Your task is to repeat the entries word for word while leaving out the pictures.

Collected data
────
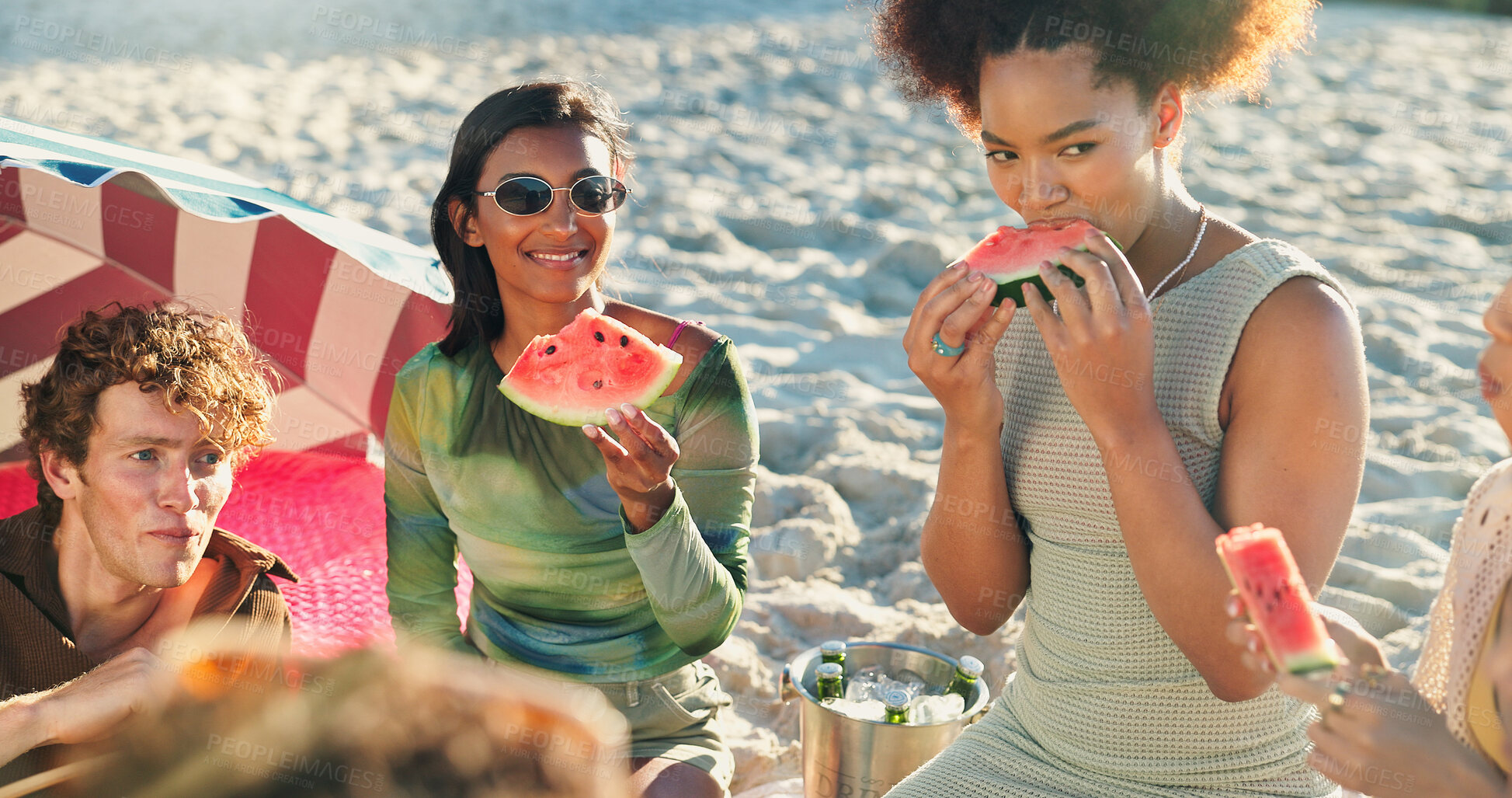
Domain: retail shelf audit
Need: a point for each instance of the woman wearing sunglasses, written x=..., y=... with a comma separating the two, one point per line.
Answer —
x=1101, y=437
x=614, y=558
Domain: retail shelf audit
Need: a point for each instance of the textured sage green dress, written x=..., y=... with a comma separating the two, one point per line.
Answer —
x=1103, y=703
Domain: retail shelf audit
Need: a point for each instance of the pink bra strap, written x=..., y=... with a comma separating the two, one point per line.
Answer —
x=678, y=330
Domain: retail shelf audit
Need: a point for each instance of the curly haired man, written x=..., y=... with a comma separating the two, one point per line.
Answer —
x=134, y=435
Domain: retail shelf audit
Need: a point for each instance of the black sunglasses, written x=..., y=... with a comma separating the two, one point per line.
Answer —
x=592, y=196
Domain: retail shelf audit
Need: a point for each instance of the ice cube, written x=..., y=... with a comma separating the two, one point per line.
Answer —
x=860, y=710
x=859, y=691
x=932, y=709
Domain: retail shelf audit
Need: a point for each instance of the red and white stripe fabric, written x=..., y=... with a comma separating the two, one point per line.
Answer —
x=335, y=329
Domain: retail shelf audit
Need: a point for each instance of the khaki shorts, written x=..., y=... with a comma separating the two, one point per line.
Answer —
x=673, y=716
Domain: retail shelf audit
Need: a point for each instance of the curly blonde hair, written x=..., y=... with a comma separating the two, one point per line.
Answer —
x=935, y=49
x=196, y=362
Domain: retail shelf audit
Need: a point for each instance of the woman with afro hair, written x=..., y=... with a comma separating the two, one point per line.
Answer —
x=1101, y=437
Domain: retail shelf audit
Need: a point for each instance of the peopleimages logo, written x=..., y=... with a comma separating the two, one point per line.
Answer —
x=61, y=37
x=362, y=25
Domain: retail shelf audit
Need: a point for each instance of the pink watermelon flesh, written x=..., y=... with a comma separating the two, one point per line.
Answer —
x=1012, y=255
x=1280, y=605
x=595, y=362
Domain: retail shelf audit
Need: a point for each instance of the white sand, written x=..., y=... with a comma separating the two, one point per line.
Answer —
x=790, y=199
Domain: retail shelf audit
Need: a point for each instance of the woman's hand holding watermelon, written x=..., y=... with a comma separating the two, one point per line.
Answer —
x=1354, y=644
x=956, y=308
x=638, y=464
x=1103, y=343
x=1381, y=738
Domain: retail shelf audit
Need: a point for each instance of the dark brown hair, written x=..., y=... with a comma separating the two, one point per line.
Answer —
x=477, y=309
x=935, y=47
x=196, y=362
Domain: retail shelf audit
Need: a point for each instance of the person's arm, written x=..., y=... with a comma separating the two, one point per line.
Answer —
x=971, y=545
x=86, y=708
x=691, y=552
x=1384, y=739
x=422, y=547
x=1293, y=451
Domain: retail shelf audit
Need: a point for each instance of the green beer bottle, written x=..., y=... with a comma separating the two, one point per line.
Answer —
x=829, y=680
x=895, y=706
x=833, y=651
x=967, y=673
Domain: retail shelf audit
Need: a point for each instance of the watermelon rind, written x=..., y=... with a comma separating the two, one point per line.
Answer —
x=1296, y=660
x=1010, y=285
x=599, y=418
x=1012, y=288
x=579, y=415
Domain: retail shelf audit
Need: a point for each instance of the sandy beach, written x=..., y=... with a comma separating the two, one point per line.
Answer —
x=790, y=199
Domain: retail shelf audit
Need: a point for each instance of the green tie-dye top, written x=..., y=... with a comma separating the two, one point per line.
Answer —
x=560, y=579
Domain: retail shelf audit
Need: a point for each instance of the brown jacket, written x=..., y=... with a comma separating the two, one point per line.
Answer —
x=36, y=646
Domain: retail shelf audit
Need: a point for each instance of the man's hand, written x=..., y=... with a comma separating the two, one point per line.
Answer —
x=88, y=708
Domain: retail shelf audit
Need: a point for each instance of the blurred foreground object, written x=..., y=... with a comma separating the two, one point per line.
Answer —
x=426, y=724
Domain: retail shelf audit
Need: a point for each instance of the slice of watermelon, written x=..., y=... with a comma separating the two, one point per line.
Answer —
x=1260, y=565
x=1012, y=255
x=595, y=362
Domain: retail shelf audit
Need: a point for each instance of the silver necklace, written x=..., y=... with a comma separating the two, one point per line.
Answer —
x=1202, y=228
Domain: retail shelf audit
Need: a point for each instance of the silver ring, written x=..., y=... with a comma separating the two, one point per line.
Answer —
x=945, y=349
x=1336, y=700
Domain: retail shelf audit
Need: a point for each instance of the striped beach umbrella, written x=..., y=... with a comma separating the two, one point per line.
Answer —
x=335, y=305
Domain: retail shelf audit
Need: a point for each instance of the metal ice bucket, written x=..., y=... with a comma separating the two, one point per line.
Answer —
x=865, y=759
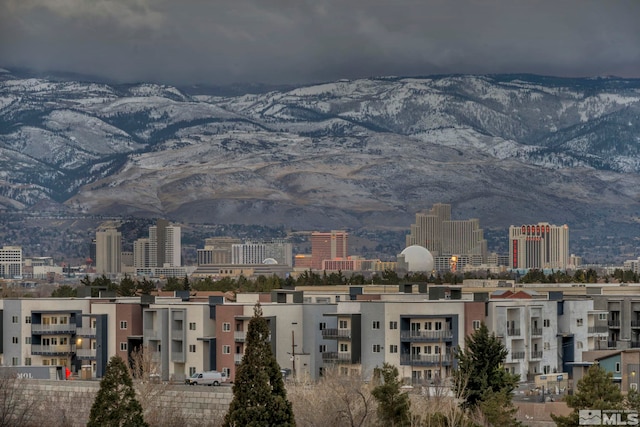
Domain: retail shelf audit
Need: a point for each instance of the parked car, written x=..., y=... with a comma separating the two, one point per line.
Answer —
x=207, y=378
────
* Solution below
Domain: retail shelf audit
Need: a point for each instance of the woman wearing sunglasses, written x=..., y=... with a comma separating the two, one point per line.
Answer —
x=1101, y=437
x=614, y=558
Domain: retail shelf audit
Need: a point for each instance of the textured sage green dress, written x=..., y=... with a comma separating the two, one point per line.
Answer —
x=1103, y=703
Domain: retail shelf audit
Need: a point for each instance of the pink bra strap, written x=..., y=... with a comma separating the two, one point per line.
Answer —
x=678, y=330
Domain: retail shelf audit
Need: a point for each instance of the curly haired man, written x=..., y=... with a comma separating the two, one point per line.
Answer —
x=134, y=435
Domain: retail shelf audit
Need: a point for each instance of the black sunglasses, written x=..., y=... with a comma separating the two, one point per line.
Answer —
x=592, y=196
Domain: retail shelf audit
Need: a point for each instance of the ice cube, written x=..., y=... with a comma separating the two, one point per line.
Answer —
x=860, y=710
x=859, y=691
x=932, y=709
Domain: retail shelf audit
Need: a point for each instance of the red and white stripe fabric, written x=..., y=... with a comma separating the two, one point per line.
Answer —
x=335, y=329
Domain: retail shelf audit
Need: a point for each instance of the khaki shorts, written x=..., y=... with a comma separating the two, one point per line.
Answer —
x=673, y=716
Domain: retail shelf audit
Need: a point for each instance of the curly blonde hair, written x=..., y=... with a comma separating the two, one point per line.
Answer —
x=935, y=49
x=196, y=362
Domain: retail shelf audit
Need: a point for each instance of the woman with afro hair, written x=..., y=... with a comma separating the two, one point per line.
Answer —
x=1101, y=437
Domain: retail shelf audit
Need: a point for each instance of the peopleimages logo, written x=..., y=... with a comma separating the two, one point per line.
Answer —
x=61, y=37
x=362, y=25
Domain: retail shelf audit
Need: a point for each instance of the pink watermelon flesh, written x=..., y=... with a comma separating the two, one point per line.
Answer —
x=1012, y=255
x=1280, y=605
x=595, y=362
Domain: retail shelf audit
Need: a point for each instance of the white sand, written x=..., y=... with a comma separating the two, one point per line.
Answer —
x=790, y=199
Domain: retail shelf audit
Need: a point for each instance of the woman's hand holding watermelon, written x=..., y=... with a comma separating the two, one point per line.
Answer —
x=1354, y=644
x=956, y=308
x=638, y=464
x=1103, y=343
x=1381, y=738
Domain: retail shelf audit
Need: a point for each instance of the dark brown hair, written x=..., y=... with a comma separating the two, one point per line.
Answer —
x=477, y=309
x=935, y=47
x=196, y=362
Domain: retail shelf audit
Need: a point for each instance of the person's arm, written x=..., y=... with a comma separating the two, one point per line.
Answer —
x=971, y=545
x=86, y=708
x=691, y=552
x=1384, y=739
x=422, y=547
x=1293, y=451
Domain: retail shelf audit
Need: a point for each instance of the green beer bottle, written x=..., y=... with a comma separating the two, one point per line.
Answer —
x=829, y=680
x=895, y=706
x=833, y=651
x=967, y=673
Domain: retail shelf audit
Need: a point for each instance of the watermelon rind, written x=..., y=... with a comma separating the two, one point per line.
Answer —
x=1296, y=660
x=1010, y=285
x=599, y=418
x=1012, y=288
x=579, y=415
Domain: retail shelf audit
Need: a point for each instance of the sandy beach, written x=..., y=... with a comma separating the two, one point per line.
Answer —
x=790, y=199
Domain: retail shelf audit
Need: a point for each instance of the green tie-dye top, written x=..., y=... with a comma separating the two, one point per line.
Answer —
x=560, y=579
Domain: retail shelf audit
Need: a point for each instance of the brown jacket, written x=..., y=... with a comma separating the two, one point per line.
Answer —
x=36, y=646
Domain: retail shelf audit
Need: a point for each instance of the man's hand, written x=..., y=... with a comma separating the two, one point per line.
Answer —
x=88, y=708
Domain: retail shelf audit
Need: a point for each instance of the blurred foreground object, written x=..., y=... with a comma separating the two, one point per line.
Answer —
x=426, y=724
Domain: retail shelf audit
Need: a point for each instance of the slice of watermelon, written x=..., y=... with a comma separating the two, one point per line.
Answer —
x=1260, y=565
x=1012, y=255
x=595, y=362
Domain: retail shelf audit
Need: a point for each instance of the silver necklace, written x=..., y=... with a comma separating the two, one point per line.
Answer —
x=1202, y=228
Domain: retail shelf audit
Need: a point for each instance of the silver ring, written x=..., y=... with a comma separating the two, one point per line.
Answer —
x=945, y=349
x=1336, y=700
Domain: retail shelf audit
Need: a point for each instance of the striped beach umbrella, written x=..., y=... with a comma separating the two, one point per line.
Answer —
x=335, y=305
Domain: retail shelf audit
Need: a point for each instance of the metal ice bucket, written x=..., y=... with a comma separating the two, one point per line.
Answer —
x=865, y=759
Domain: retail shelf audit
Need: a point for each instance of the parked car, written x=..., y=... with a comma separating the two, one point per line.
Answer —
x=207, y=378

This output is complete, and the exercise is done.